Items from a dataset:
<<<<

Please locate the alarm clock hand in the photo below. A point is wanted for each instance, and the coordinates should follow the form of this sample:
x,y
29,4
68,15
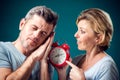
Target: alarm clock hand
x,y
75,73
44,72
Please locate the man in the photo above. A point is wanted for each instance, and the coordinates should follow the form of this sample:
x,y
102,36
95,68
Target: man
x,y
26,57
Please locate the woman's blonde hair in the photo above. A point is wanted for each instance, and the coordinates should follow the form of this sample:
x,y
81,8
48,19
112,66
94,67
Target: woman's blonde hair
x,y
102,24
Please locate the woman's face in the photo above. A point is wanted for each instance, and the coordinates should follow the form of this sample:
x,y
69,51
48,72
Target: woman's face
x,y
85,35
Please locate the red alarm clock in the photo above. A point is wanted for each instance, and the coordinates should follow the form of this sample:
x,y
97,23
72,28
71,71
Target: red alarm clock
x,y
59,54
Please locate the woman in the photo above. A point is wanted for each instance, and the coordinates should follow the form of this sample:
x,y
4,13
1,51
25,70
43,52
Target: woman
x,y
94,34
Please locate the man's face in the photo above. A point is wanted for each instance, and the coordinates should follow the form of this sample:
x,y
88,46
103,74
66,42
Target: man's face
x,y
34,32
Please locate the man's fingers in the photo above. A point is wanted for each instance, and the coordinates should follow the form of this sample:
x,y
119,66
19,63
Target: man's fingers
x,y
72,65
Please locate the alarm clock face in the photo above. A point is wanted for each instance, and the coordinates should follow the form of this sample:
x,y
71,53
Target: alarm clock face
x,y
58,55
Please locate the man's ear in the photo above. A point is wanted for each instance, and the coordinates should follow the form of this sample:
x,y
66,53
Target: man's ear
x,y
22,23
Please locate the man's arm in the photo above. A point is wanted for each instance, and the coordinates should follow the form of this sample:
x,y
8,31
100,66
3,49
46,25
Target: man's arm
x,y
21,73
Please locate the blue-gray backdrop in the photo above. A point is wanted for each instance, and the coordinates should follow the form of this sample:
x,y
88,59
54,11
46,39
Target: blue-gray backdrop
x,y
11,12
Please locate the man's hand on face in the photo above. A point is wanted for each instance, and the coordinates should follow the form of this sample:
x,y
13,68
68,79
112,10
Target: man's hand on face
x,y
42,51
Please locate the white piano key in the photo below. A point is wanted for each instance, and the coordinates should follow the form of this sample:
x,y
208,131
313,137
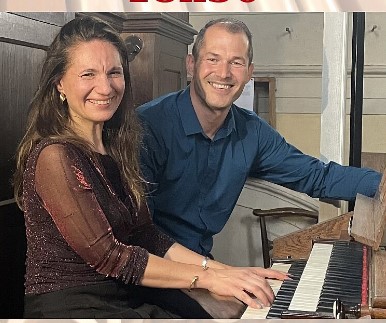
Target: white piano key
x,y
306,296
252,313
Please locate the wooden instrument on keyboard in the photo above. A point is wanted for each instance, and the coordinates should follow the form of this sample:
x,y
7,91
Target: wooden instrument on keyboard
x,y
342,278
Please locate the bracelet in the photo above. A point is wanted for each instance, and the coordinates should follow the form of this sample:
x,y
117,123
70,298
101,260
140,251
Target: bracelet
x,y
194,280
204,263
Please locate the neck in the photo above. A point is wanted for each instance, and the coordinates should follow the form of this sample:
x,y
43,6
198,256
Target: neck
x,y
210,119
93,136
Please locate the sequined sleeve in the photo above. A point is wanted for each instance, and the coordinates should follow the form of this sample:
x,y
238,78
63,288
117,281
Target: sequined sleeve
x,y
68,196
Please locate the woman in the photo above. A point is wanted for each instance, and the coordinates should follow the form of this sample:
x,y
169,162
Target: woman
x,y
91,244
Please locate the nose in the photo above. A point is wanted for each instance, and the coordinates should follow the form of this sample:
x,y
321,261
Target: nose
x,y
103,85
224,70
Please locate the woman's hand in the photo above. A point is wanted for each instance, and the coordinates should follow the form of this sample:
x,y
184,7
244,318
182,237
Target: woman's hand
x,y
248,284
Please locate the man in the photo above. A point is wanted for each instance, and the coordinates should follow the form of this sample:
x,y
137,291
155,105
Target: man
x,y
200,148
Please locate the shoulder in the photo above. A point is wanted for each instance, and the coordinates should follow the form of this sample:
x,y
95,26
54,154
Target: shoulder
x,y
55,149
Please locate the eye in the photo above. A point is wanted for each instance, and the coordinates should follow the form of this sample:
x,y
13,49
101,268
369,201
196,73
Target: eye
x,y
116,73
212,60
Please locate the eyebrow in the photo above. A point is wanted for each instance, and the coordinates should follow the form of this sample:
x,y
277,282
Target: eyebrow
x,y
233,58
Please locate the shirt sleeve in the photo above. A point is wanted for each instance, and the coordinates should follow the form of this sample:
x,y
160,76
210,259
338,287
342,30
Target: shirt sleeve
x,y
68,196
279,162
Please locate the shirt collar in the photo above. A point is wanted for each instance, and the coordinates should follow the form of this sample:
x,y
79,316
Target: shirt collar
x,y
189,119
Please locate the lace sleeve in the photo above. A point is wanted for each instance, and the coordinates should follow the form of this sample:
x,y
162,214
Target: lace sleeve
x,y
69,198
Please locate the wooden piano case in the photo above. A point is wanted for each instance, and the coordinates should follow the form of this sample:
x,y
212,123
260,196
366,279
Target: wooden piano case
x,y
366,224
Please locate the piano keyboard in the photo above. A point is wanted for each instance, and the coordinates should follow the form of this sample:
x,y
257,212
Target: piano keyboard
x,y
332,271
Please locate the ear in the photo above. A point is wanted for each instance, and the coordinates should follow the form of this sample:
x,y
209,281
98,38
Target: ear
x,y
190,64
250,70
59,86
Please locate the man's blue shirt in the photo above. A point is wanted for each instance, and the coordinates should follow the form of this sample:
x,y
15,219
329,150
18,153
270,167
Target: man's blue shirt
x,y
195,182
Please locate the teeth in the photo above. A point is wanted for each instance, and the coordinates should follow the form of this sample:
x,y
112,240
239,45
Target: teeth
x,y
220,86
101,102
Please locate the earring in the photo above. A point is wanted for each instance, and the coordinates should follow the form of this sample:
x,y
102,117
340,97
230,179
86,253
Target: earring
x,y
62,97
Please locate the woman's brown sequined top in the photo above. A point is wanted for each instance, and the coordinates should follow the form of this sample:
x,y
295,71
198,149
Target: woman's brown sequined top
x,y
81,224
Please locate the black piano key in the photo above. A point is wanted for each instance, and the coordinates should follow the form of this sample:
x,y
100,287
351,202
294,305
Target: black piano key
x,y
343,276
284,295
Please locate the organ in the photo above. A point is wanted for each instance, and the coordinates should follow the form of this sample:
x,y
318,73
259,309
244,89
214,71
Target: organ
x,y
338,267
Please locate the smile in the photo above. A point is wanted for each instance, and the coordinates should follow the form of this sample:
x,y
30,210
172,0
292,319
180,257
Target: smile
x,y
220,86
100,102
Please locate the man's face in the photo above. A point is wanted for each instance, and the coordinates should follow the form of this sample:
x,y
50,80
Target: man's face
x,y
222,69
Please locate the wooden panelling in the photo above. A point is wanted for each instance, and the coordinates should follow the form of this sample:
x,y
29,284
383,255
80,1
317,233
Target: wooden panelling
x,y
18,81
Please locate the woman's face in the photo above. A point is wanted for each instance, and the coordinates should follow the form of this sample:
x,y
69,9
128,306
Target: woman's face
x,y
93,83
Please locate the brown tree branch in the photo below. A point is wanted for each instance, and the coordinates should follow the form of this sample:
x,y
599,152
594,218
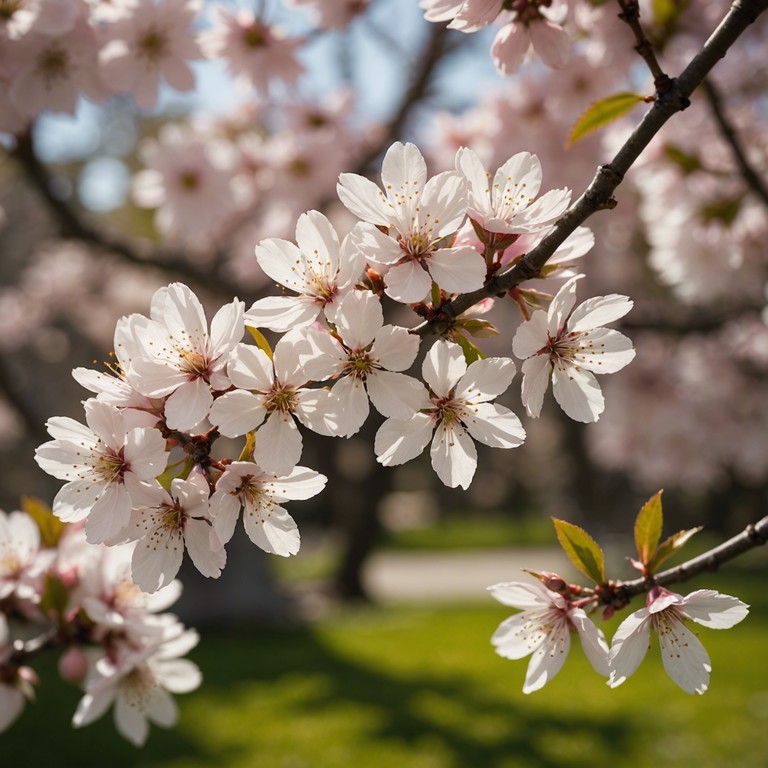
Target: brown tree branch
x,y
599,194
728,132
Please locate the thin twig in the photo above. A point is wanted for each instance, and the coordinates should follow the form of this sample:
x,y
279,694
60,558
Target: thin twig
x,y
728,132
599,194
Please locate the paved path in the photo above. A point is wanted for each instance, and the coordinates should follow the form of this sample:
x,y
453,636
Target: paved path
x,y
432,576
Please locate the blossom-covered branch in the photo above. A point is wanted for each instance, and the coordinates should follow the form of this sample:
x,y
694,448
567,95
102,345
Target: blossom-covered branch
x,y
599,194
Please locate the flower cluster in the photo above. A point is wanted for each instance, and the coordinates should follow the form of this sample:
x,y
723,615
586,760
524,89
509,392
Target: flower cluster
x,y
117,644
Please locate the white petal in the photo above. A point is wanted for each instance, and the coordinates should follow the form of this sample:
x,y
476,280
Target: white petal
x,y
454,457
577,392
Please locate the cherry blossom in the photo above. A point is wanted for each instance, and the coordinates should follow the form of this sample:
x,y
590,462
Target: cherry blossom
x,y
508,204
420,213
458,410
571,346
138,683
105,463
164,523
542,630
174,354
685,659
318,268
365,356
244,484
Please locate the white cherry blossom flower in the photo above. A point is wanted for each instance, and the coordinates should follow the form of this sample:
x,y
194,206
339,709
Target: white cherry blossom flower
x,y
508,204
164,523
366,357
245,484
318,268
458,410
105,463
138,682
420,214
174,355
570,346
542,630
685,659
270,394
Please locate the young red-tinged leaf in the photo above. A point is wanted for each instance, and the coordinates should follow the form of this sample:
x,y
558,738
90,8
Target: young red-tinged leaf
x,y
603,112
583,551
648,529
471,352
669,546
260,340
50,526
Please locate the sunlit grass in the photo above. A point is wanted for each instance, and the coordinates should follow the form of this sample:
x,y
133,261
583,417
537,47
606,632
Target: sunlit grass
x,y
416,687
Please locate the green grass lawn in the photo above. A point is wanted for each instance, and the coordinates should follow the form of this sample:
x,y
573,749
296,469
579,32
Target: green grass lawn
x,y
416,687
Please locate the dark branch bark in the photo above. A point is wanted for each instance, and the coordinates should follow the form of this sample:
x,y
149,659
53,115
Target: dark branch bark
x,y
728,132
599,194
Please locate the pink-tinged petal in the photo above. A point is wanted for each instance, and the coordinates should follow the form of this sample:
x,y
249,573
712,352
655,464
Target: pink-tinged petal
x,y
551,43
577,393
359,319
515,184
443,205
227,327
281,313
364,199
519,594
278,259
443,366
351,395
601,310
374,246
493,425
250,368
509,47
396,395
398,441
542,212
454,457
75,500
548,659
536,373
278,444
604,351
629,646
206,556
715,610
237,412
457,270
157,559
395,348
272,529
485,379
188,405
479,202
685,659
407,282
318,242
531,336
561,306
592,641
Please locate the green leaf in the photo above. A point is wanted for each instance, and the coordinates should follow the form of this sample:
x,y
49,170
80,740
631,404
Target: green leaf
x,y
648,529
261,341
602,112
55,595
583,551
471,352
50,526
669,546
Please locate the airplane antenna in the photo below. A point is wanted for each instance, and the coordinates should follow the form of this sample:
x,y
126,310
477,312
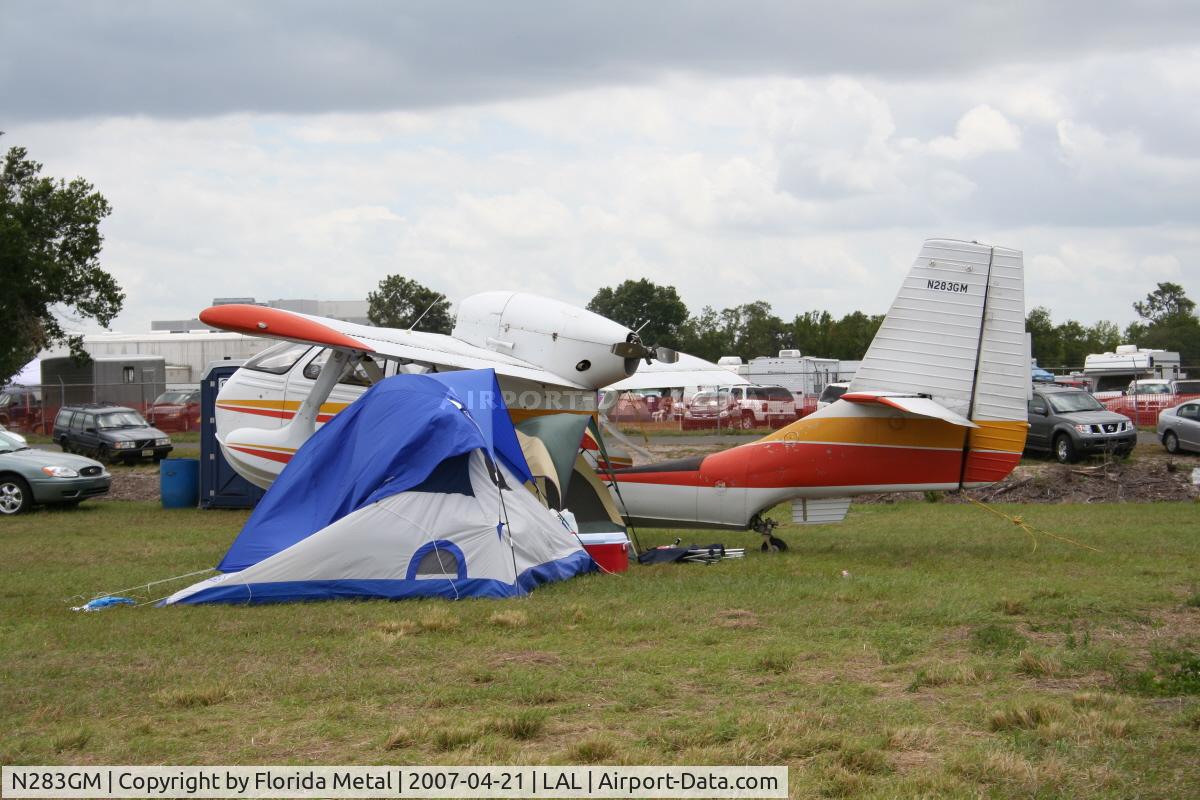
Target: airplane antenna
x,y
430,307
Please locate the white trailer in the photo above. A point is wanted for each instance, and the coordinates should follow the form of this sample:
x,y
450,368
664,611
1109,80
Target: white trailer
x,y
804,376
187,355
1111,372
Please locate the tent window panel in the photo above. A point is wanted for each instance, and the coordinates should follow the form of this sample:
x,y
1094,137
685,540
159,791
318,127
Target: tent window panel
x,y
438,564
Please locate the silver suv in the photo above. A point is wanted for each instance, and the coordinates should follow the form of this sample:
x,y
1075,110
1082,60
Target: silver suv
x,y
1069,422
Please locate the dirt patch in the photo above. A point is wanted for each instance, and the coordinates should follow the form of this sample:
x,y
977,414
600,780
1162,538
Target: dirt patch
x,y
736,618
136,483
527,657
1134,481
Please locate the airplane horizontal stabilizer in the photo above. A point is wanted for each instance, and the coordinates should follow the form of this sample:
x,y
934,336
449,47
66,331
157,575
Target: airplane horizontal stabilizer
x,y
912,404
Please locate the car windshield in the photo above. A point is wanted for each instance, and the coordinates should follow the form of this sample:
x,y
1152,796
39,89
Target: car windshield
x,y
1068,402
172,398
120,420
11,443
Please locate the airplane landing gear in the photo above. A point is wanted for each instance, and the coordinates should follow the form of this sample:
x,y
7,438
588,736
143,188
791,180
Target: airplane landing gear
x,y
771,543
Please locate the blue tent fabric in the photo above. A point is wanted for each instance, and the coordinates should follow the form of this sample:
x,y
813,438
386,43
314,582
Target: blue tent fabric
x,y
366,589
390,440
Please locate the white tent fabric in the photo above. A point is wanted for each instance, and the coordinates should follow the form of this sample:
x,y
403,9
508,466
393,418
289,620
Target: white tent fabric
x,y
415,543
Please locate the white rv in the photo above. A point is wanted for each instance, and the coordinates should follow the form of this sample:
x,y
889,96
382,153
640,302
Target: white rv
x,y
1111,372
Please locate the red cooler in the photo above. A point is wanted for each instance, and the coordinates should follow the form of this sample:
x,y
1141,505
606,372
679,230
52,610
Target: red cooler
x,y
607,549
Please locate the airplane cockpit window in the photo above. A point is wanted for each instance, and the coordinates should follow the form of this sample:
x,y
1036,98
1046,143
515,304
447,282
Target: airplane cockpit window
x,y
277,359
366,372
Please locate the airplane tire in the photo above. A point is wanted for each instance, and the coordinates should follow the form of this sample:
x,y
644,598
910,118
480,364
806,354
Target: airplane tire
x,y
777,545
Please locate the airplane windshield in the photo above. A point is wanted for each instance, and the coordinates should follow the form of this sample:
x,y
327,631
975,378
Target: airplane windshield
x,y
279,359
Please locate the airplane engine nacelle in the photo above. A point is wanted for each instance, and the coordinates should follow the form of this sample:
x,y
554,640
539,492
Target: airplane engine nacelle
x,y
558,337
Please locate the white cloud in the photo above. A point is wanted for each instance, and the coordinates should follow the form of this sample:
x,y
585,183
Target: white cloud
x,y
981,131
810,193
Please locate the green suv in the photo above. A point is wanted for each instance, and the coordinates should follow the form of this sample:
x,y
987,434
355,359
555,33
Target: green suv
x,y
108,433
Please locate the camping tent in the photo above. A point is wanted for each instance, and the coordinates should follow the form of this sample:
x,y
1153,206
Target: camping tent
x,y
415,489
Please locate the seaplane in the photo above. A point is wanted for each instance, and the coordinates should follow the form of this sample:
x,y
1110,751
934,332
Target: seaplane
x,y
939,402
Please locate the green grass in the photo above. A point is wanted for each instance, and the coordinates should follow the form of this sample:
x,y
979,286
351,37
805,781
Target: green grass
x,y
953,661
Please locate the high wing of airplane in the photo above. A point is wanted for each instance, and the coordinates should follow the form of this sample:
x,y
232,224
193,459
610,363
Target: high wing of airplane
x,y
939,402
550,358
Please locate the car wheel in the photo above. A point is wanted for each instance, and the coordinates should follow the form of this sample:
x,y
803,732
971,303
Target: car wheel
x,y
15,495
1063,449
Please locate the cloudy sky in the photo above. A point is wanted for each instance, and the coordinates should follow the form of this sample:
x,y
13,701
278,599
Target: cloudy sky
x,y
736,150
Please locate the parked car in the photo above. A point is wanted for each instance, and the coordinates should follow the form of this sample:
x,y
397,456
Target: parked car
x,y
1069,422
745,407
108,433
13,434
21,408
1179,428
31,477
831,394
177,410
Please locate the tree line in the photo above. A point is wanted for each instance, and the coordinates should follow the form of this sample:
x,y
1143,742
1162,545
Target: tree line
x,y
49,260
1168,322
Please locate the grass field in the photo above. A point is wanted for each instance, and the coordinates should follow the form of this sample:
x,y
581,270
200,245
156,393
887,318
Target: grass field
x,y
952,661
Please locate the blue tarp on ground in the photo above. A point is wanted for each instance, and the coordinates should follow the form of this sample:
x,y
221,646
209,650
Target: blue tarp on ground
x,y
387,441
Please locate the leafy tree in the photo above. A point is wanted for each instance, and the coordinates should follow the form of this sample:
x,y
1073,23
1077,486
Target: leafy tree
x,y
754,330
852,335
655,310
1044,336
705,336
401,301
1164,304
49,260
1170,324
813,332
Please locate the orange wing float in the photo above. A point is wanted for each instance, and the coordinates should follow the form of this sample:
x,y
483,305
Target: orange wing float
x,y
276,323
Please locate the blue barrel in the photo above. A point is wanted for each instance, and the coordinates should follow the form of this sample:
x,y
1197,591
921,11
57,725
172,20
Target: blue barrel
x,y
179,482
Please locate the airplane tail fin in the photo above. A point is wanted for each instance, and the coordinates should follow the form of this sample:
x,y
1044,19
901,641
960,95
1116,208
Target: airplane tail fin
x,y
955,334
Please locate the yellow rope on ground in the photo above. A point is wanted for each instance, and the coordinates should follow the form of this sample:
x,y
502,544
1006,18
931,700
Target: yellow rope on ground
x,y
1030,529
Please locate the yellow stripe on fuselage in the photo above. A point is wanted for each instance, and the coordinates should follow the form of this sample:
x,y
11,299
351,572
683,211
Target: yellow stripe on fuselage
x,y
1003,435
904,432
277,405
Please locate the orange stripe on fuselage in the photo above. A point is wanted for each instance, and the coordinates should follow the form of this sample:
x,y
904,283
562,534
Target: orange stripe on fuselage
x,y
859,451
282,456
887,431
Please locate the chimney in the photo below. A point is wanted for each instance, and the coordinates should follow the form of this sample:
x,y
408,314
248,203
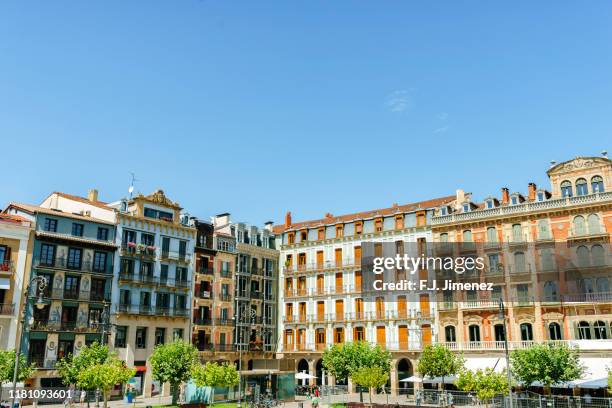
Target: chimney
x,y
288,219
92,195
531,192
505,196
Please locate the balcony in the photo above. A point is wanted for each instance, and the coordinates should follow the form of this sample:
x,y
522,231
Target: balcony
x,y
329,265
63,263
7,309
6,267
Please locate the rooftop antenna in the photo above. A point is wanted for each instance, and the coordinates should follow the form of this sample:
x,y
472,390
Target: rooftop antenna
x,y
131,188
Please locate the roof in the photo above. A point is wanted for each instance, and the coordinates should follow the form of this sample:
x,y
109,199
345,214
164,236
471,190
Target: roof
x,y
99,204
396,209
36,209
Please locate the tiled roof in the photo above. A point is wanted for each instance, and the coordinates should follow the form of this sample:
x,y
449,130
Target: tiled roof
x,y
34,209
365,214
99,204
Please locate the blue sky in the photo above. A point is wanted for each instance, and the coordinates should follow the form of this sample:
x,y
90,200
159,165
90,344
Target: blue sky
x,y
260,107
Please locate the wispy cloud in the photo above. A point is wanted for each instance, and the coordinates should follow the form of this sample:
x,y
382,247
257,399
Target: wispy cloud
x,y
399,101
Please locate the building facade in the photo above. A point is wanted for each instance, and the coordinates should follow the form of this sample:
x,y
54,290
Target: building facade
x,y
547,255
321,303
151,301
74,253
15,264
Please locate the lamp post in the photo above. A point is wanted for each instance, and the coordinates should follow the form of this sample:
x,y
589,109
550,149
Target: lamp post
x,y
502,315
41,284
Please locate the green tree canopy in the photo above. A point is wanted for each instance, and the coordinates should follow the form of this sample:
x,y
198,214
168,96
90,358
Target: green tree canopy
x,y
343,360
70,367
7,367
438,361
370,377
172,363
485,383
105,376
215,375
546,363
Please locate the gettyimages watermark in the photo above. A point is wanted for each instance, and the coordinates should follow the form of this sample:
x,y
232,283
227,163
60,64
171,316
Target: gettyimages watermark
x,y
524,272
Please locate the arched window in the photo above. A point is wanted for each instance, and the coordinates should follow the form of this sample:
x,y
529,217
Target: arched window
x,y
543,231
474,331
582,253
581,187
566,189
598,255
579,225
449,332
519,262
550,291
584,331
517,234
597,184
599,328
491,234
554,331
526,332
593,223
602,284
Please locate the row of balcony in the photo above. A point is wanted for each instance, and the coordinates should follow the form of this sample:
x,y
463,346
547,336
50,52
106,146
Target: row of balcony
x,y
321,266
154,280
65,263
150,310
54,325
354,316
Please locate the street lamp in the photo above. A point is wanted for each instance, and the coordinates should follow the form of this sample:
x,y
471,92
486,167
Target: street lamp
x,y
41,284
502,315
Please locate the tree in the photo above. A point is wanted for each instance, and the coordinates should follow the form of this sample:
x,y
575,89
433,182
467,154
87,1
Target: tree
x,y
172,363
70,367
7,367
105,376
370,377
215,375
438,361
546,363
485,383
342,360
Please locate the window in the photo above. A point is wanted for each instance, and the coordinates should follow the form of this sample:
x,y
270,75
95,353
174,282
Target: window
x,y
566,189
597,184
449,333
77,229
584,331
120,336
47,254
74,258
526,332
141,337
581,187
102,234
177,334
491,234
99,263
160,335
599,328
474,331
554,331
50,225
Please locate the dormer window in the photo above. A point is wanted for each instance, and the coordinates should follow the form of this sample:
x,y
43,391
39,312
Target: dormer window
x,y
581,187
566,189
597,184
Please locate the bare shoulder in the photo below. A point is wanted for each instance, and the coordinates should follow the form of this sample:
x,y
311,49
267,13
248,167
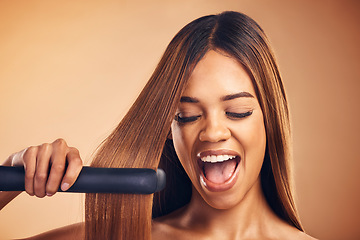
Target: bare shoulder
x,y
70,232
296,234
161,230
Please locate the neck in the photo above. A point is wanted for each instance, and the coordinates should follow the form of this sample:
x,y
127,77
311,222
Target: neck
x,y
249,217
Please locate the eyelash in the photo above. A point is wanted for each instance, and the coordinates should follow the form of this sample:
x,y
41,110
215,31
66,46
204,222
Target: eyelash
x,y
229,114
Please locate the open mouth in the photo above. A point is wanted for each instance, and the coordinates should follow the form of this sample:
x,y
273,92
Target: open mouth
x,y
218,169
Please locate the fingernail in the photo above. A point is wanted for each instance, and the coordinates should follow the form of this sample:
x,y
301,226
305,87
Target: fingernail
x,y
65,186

>>>>

Only the lines from the one containing "Please locate the dormer" through the last line of the entries above belong in the copy; reproduce them exactly and drop every picture.

Please locate the dormer window in the photo above. A point is wanted for each instance, and the coordinates should follow the form of this sample:
x,y
43,391
39,312
Target: dormer window
x,y
581,187
566,189
597,184
Please locate the bare shoulder in the photo below. A point is wanted for each instance, and the coordinates should follow the form of this sample:
x,y
311,49
267,13
248,167
Target: bare shoulder
x,y
70,232
296,234
161,230
Please locate the neck in the photo above. A point is wanted for each instance, and the coordinates should follow the form of this sample:
x,y
127,77
311,222
Target: neck
x,y
249,217
Please locate the eyelash in the photo above. A point is wanted for each instance, and the coordinates should follow the form of this sample:
x,y
41,110
215,31
66,46
204,222
Target: eyelash
x,y
229,114
Please locate the open mouth in the photo above. A point is wanted for each instance, and the coordinates should follow the form of this sample:
x,y
273,92
Target: open mouth
x,y
218,169
Please locate the fingernail in the photo above. A point is wanted for each instance, and the coordinates should follow the form of this sample:
x,y
301,226
305,87
Target: fingernail
x,y
65,186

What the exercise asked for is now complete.